**WORK TO DO**. Arrange all of the records below as a single numbered list, omitting any blank lines.

● ● ● ● ● ● ●

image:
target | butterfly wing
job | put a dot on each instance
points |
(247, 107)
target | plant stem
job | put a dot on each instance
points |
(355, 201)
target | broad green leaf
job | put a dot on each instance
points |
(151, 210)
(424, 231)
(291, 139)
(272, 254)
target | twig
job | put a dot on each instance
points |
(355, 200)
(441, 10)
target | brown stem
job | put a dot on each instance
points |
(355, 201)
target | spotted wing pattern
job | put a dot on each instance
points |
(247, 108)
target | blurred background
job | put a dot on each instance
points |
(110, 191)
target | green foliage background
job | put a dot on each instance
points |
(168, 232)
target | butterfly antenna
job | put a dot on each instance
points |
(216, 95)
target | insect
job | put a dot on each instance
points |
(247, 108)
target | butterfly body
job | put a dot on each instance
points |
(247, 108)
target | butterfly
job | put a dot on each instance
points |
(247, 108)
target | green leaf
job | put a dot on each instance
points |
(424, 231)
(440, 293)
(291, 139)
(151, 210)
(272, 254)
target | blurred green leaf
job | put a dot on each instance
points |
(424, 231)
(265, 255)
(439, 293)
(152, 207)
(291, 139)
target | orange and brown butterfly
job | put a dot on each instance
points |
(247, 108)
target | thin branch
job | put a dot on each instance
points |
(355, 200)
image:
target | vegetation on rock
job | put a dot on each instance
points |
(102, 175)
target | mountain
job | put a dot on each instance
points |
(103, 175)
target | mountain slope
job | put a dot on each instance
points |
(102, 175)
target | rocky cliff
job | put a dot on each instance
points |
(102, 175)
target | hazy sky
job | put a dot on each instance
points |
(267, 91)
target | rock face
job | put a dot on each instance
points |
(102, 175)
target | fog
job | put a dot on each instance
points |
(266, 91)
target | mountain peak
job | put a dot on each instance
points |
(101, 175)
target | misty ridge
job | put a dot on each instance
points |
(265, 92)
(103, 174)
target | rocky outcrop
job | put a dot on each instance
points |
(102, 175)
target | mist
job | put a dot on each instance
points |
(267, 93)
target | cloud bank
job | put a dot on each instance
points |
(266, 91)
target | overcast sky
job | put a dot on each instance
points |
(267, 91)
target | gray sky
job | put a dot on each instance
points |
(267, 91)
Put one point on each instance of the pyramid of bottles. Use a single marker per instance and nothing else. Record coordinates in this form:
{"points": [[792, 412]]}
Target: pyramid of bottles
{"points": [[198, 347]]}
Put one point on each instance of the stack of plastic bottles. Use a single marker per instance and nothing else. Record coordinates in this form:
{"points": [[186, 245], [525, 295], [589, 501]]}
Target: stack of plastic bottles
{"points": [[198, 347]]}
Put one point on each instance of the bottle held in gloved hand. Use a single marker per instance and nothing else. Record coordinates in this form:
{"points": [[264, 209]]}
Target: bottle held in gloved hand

● ● ● ● ● ● ●

**RIGHT ANSWER**.
1. image:
2. target | butterfly wing
3. job | put a dot on each instance
4. points |
5. (247, 107)
6. target | plant stem
7. job | put a dot on each instance
8. points |
9. (355, 201)
10. target | broad green leaf
11. job | put a dot on each instance
12. points |
13. (151, 210)
14. (424, 231)
15. (291, 139)
16. (272, 254)
17. target | twig
18. job | put a dot on each instance
19. points |
20. (355, 200)
21. (441, 10)
22. target | brown stem
23. job | put a dot on each instance
24. points |
25. (355, 201)
26. target | spotted wing pattern
27. job | put a dot on each instance
28. points |
29. (247, 108)
30. target | blurred background
31. job | put a dot on each instance
32. points |
33. (110, 191)
34. target | green foliage background
35. job | put a dot on each instance
36. points |
37. (168, 232)
38. target | butterfly antenna
39. job | put a dot on each instance
40. points |
41. (216, 95)
42. target | insect
43. job | put a dot on each instance
44. points |
45. (247, 108)
46. target | butterfly body
47. job | put a dot on each instance
48. points |
49. (247, 108)
50. target | butterfly
51. job | put a dot on each instance
52. points |
53. (247, 108)
54. target | green leaf
55. job | put a dot on each instance
56. points |
57. (424, 231)
58. (440, 293)
59. (291, 139)
60. (151, 210)
61. (272, 254)
62. target | blurred green leaf
63. job | put a dot on each instance
64. points |
65. (424, 231)
66. (265, 255)
67. (439, 293)
68. (152, 207)
69. (291, 139)
70. target | orange and brown butterfly
71. job | put a dot on each instance
72. points |
73. (247, 108)
74. target | thin branch
75. job | put a dot on each instance
76. points |
77. (355, 200)
78. image:
79. target | vegetation on rock
80. job | put a dot on each instance
81. points |
82. (102, 175)
83. target | mountain
84. job | put a dot on each instance
85. points |
86. (103, 175)
87. target | mountain slope
88. job | put a dot on each instance
89. points |
90. (102, 175)
91. target | rocky cliff
92. job | put a dot on each instance
93. points |
94. (102, 175)
95. target | hazy sky
96. job | put a dot on each instance
97. points |
98. (267, 91)
99. target | rock face
100. job | put a dot on each instance
101. points |
102. (102, 175)
103. target | fog
104. job | put a dot on each instance
105. points |
106. (266, 91)
107. target | mountain peak
108. job | put a dot on each instance
109. points |
110. (101, 175)
111. target | misty ridge
112. job | put a dot on each instance
113. points |
114. (265, 92)
115. (103, 174)
116. target | rocky outcrop
117. job | put a dot on each instance
118. points |
119. (102, 175)
120. target | mist
121. job | put a dot on each instance
122. points |
123. (267, 93)
124. target | cloud bank
125. job | put a dot on each instance
126. points |
127. (266, 91)
128. target | overcast sky
129. job | put a dot on each instance
130. points |
131. (267, 91)
132. target | gray sky
133. job | put a dot on each instance
134. points |
135. (267, 91)
136. Put one point on each instance of the pyramid of bottles. Use a single marker per instance and nothing else. Record coordinates in this form:
137. {"points": [[792, 412]]}
138. Target: pyramid of bottles
139. {"points": [[198, 347]]}
140. Put one point on each instance of the stack of plastic bottles. Use a single marker per instance and nothing else. Record coordinates in this form:
141. {"points": [[186, 245], [525, 295], [589, 501]]}
142. Target: stack of plastic bottles
143. {"points": [[198, 347]]}
144. Put one point on each instance of the bottle held in gloved hand. Use a single marker per instance and nothing else. Record coordinates in this form:
145. {"points": [[264, 209]]}
146. Target: bottle held in gloved hand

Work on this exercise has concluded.